[Dataset rows on where objects appear]
** Start **

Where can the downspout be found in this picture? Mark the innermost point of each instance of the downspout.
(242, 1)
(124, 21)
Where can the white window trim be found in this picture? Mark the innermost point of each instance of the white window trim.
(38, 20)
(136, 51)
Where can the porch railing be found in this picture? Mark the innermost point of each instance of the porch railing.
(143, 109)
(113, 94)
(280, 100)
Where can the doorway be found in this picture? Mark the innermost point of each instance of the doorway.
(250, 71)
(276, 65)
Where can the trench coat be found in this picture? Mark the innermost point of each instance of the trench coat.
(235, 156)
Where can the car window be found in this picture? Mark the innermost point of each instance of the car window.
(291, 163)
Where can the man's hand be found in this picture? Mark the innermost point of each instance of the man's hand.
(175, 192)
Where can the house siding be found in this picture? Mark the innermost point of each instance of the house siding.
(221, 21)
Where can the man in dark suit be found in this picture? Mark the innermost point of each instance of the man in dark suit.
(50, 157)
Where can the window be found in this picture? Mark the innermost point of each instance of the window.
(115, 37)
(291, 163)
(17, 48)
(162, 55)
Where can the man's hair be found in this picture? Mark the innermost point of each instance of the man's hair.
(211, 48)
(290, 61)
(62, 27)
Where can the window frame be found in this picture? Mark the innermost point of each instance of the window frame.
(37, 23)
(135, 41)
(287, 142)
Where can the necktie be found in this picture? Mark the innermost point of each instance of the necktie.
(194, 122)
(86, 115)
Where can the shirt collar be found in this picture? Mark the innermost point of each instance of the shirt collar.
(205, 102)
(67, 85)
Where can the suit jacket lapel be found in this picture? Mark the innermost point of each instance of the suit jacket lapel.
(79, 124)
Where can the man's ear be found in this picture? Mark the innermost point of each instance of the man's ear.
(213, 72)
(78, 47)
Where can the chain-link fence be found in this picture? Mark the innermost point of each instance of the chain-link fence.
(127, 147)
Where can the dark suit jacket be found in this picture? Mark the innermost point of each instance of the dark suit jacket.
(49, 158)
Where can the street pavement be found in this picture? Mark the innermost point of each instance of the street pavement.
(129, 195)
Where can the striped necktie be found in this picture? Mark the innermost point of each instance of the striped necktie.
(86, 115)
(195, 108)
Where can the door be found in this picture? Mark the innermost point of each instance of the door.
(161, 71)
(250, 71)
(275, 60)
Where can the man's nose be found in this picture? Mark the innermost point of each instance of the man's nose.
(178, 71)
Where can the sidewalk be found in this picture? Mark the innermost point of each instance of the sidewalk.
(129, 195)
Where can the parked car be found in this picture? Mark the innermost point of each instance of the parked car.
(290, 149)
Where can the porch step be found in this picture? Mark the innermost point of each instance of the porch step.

** End **
** Start **

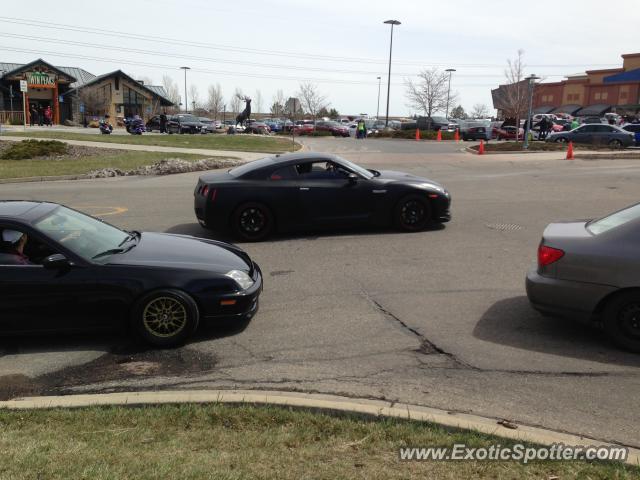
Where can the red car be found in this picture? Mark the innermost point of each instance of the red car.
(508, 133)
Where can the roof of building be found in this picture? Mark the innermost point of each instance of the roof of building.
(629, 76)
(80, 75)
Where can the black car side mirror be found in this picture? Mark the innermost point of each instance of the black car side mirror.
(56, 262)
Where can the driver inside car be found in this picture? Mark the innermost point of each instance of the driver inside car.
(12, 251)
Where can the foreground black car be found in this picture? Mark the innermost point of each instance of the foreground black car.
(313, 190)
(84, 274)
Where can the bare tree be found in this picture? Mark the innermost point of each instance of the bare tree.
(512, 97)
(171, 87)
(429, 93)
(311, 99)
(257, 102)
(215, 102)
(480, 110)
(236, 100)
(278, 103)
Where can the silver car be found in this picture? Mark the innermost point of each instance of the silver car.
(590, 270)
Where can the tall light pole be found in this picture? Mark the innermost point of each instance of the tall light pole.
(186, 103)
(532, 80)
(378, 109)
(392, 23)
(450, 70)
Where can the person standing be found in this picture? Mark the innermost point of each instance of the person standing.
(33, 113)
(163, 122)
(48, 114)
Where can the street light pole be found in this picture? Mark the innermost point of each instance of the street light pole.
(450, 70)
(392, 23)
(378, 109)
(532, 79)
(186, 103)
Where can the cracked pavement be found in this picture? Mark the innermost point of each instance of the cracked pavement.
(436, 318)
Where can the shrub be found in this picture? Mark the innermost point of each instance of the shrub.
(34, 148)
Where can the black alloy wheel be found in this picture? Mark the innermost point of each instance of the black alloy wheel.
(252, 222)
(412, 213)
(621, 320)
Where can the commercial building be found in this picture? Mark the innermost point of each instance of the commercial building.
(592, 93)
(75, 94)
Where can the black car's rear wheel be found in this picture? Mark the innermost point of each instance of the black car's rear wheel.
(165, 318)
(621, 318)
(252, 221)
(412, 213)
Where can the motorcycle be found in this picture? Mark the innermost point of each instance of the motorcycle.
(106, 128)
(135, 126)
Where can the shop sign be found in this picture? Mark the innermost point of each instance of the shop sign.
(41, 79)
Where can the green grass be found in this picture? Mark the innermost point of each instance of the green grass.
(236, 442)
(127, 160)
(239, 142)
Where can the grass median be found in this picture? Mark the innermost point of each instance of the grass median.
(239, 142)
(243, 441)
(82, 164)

** End **

» **SET TASK**
State how many lines of the records contain the word "wheel". Give only the number.

» **THE SOLUTION**
2